◆ TASK DESCRIPTION ◆
Copy the material below line for line, keeping every word, number, and punctuation mark unchanged.

◆ EXERCISE DATA ◆

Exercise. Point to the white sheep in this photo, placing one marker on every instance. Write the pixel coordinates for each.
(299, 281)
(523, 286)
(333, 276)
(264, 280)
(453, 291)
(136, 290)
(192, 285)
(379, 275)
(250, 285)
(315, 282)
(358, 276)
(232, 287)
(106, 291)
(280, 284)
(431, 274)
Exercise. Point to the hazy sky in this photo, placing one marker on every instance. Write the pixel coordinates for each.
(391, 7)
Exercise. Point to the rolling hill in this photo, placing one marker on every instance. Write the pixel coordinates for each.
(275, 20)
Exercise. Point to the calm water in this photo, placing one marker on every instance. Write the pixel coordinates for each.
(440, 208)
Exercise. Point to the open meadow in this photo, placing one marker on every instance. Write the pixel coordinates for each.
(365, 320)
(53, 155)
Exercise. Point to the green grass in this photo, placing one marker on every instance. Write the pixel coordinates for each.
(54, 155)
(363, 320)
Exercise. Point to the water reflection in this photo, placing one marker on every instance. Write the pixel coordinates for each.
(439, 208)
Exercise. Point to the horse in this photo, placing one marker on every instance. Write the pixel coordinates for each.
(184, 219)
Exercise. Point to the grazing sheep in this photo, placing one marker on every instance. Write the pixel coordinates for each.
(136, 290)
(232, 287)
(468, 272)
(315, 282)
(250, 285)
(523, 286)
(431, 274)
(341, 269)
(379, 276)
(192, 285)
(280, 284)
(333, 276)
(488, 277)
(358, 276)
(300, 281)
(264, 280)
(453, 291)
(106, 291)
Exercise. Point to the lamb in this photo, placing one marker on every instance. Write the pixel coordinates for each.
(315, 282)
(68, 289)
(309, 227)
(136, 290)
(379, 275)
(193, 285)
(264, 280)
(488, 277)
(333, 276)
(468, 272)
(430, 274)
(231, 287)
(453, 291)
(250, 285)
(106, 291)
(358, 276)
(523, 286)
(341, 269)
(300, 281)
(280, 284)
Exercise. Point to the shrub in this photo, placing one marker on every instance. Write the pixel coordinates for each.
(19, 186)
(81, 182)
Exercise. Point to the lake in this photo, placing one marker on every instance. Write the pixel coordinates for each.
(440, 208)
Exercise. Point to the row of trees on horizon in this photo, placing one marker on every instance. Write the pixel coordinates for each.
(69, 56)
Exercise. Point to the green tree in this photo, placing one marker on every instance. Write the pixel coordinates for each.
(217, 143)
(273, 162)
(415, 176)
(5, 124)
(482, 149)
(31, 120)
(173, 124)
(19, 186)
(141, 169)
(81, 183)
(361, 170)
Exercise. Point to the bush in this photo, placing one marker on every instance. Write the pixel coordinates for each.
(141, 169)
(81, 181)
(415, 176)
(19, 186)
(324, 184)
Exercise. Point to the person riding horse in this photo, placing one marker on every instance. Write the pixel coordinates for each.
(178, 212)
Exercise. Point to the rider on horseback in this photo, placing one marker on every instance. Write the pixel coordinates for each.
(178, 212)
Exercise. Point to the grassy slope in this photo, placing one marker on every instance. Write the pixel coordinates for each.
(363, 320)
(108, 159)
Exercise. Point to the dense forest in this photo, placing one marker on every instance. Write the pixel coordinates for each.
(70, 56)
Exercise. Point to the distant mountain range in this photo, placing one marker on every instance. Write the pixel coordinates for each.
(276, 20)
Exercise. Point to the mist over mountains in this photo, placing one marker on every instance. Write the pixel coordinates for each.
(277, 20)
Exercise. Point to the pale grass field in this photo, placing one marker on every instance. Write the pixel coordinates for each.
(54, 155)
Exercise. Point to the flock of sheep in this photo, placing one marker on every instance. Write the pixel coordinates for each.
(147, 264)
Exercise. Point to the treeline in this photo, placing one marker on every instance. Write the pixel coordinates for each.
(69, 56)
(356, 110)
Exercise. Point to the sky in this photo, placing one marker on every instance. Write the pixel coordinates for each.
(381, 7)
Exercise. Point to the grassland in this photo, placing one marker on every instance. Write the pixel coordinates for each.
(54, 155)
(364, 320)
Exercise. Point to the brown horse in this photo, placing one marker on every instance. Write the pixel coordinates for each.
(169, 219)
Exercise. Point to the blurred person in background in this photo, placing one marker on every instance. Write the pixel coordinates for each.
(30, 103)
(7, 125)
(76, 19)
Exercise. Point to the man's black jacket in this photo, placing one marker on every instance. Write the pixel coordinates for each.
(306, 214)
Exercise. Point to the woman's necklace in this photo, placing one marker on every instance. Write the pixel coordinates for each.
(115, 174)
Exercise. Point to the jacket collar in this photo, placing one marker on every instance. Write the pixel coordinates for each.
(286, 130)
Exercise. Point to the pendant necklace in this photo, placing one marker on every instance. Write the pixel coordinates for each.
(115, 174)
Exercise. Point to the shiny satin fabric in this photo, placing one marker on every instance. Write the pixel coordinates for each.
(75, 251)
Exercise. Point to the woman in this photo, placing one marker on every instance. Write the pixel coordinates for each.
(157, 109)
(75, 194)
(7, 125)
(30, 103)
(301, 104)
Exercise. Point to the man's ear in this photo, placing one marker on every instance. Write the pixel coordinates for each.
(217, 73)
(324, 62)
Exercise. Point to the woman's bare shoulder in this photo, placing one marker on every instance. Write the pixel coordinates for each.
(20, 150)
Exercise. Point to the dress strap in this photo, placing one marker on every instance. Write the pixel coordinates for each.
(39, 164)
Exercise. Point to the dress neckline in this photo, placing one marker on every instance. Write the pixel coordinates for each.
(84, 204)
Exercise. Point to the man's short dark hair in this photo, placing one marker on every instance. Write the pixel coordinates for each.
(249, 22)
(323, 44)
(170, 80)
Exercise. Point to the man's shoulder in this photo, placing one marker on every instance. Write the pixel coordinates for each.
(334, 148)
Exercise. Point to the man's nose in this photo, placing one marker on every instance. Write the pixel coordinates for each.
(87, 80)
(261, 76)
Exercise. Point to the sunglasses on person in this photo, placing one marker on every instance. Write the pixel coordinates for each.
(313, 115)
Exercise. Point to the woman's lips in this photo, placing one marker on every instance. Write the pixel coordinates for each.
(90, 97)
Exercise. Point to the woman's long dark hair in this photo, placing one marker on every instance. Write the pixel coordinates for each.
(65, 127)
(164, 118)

◆ OUTPUT ◆
Exercise. Point to the white sheep in this photo, placing one marker on every instance. Write the pixel coordinates for each.
(299, 281)
(523, 286)
(333, 276)
(264, 280)
(453, 291)
(136, 290)
(192, 285)
(379, 275)
(250, 285)
(315, 282)
(358, 276)
(232, 287)
(106, 291)
(280, 284)
(431, 274)
Exercise. Point to the hazy sky in this photo, placing one marker on every instance. Write the pixel coordinates for each.
(391, 7)
Exercise. Point to the rolling hill in this photo, placing one marker on every instance. Write the pixel coordinates for each.
(275, 20)
Exercise. Point to the calm water in this photo, placing one marker on every instance. Write the pixel coordinates for each.
(440, 208)
Exercise. Point to the open meadow in this photo, placing one marker on every instance. Write the pixel coordinates for each.
(365, 320)
(53, 155)
Exercise. Point to the green grass in this photo, placing one marker on every instance. Write the pixel coordinates for each.
(54, 155)
(363, 320)
Exercise. Point to the water reflection in this photo, placing one marker on every instance. Write the pixel coordinates for each.
(439, 208)
Exercise. Point to the horse in this photo, placing one marker on every instance. Write the pixel coordinates for each.
(184, 219)
Exercise. Point to the grazing sheep in this photo, placing one marker on every instance. Write the pixel coordinates for each.
(136, 290)
(232, 287)
(468, 272)
(315, 282)
(250, 285)
(523, 286)
(431, 274)
(341, 269)
(379, 276)
(192, 285)
(280, 284)
(333, 276)
(488, 277)
(358, 276)
(300, 281)
(264, 280)
(453, 291)
(106, 291)
Exercise. Point to the lamb in this photo, placing one marker on every instance. Write the pixel coordinates for each.
(315, 282)
(68, 289)
(309, 227)
(136, 290)
(379, 275)
(193, 285)
(264, 280)
(488, 277)
(333, 276)
(468, 272)
(430, 274)
(231, 287)
(453, 291)
(250, 285)
(106, 291)
(358, 276)
(523, 286)
(341, 269)
(300, 281)
(280, 284)
Exercise. Point to the shrub in this photo, placing one marker on every instance. Write the pixel coordinates for each.
(19, 186)
(81, 182)
Exercise. Point to the lake in this photo, placing one marker on every instance. Write the pixel coordinates for each.
(440, 208)
Exercise. Point to the row of trees on horizon in this photo, placing one marker on every instance. Write the pixel coordinates for each.
(69, 56)
Exercise. Point to the green tree in this photo, placing one marker on every instance. Write the pixel coordinates for each.
(217, 143)
(273, 162)
(415, 176)
(5, 124)
(482, 149)
(31, 120)
(173, 124)
(19, 186)
(141, 169)
(81, 183)
(361, 170)
Exercise. Point to the bush in this photo, placing one marker on every instance. Write the pixel coordinates for each.
(141, 169)
(81, 181)
(415, 176)
(19, 186)
(324, 184)
Exercise. Point to the person riding horse in this photo, placing one marker on every instance. Write the pixel coordinates for each.
(178, 212)
Exercise. Point to the rider on horseback in this photo, placing one marker on every instance. Write the pixel coordinates for each.
(178, 212)
Exercise. Point to the grassy slope in this photo, placing one marker on every instance. Write the pixel coordinates for each.
(363, 320)
(108, 159)
Exercise. Point to the dense forest in this photo, placing one marker on every instance. Write the pixel coordinates for each.
(70, 56)
Exercise. Point to the distant mountain range in this photo, placing one marker on every instance. Write the pixel coordinates for each.
(276, 20)
Exercise. Point to the mist over mountains in this photo, placing one marker on every instance. Write the pixel coordinates for each.
(277, 20)
Exercise. Point to the pale grass field in this photo, placing one marker on every instance. Write the pixel coordinates for each.
(54, 155)
Exercise. Point to the flock of sheep in this photo, placing one marker on every instance. Write the pixel coordinates for each.
(147, 264)
Exercise. Point to the treeline in this photo, placing one marker on every instance. Write the pixel coordinates for each.
(69, 56)
(356, 110)
Exercise. Point to the sky in this photo, placing one marker on every instance. Write the pixel coordinates for each.
(381, 7)
Exercise. Point to the grassland in this photo, placing one marker on every instance. Write the pixel coordinates for each.
(54, 155)
(364, 320)
Exercise. Point to the brown horse in this photo, placing one marker on every instance. Write the pixel coordinates for each.
(169, 219)
Exercise. Point to the blurred person in background in this photo, placing one marker on every instance. Write the pixel coordinates for each.
(30, 103)
(7, 125)
(76, 19)
Exercise. Point to the man's black jacket in this photo, placing one marker on every instance. Write the pixel coordinates for each.
(306, 214)
Exercise. Point to the woman's necklace in this photo, placing one marker on every instance. Write the pixel coordinates for each.
(115, 174)
Exercise. Point to the jacket collar in this photo, placing one marker on every instance. Write the pixel coordinates for each.
(286, 130)
Exercise. Point to the pendant necklace in this photo, placing one marker on every instance. Write the pixel coordinates for each.
(115, 174)
Exercise. Point to the shiny satin fabric in this photo, placing one marker on every instance. Write the pixel coordinates for each.
(75, 251)
Exercise. Point to the woman in this photo, placing one marker on every instance. Write the pixel coordinates for each.
(157, 109)
(75, 194)
(7, 125)
(30, 103)
(301, 104)
Exercise. Point to the man's ear in this photo, placing one marker on every instance. Write the pixel coordinates for each.
(217, 73)
(324, 62)
Exercise. Point to the woman's bare shoulder in this photo, placing one marker on every instance. Write the pixel coordinates for each.
(20, 150)
Exercise. Point to the dress strap in this photo, placing one marker on every instance. Write the pixel coordinates for each.
(39, 164)
Exercise. Point to the dress neckline in this photo, placing one marker on every instance. Write the pixel coordinates for each.
(84, 204)
Exercise. Point to the man's short dark hair in this photo, placing one marker on every instance. Write the pixel coordinates for each.
(249, 22)
(323, 44)
(170, 80)
Exercise. Point to the man's shoulder in this photo, placing one marker on every instance. Write the pixel coordinates for each.
(334, 148)
Exercise. Point to the man's nose in this photo, placing one marker on every instance. Write the pixel coordinates for each.
(87, 80)
(261, 76)
Exercise. Point to the sunglasses on person in this photo, placing one marker on every instance. Write the pixel coordinates for each.
(313, 115)
Exercise. Point to the woman's lips in this photo, placing one marker on every instance. Write the pixel coordinates for each.
(90, 97)
Exercise. Point to the woman's long dark hair in this photo, placing one marker on every instance. Write the pixel coordinates for each.
(65, 127)
(164, 118)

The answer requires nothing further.